(Stored data entries)
++++++

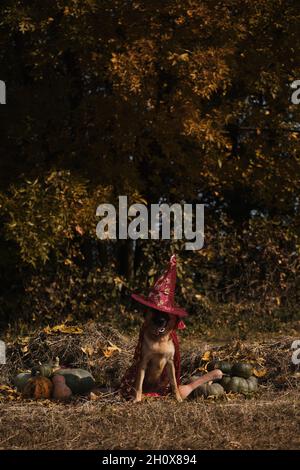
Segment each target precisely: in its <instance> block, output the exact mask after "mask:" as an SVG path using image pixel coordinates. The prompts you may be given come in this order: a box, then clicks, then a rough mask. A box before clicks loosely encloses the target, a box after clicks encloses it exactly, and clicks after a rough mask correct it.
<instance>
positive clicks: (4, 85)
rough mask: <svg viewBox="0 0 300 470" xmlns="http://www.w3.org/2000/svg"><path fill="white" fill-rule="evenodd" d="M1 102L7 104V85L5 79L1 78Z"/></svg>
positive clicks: (1, 103) (0, 98)
mask: <svg viewBox="0 0 300 470" xmlns="http://www.w3.org/2000/svg"><path fill="white" fill-rule="evenodd" d="M0 104H6V85H5V82H4V81H3V80H0Z"/></svg>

++++++

▶ [Exercise]
Please set down exactly the lines running from the one with "rough mask: <svg" to the last line of the entries above, both of them included, and no others.

▶ [Written solution]
rough mask: <svg viewBox="0 0 300 470" xmlns="http://www.w3.org/2000/svg"><path fill="white" fill-rule="evenodd" d="M1 102L7 104V85L5 79L1 78Z"/></svg>
positive clicks: (1, 103) (0, 98)
mask: <svg viewBox="0 0 300 470" xmlns="http://www.w3.org/2000/svg"><path fill="white" fill-rule="evenodd" d="M0 104H6V85H5V82H4V81H3V80H0Z"/></svg>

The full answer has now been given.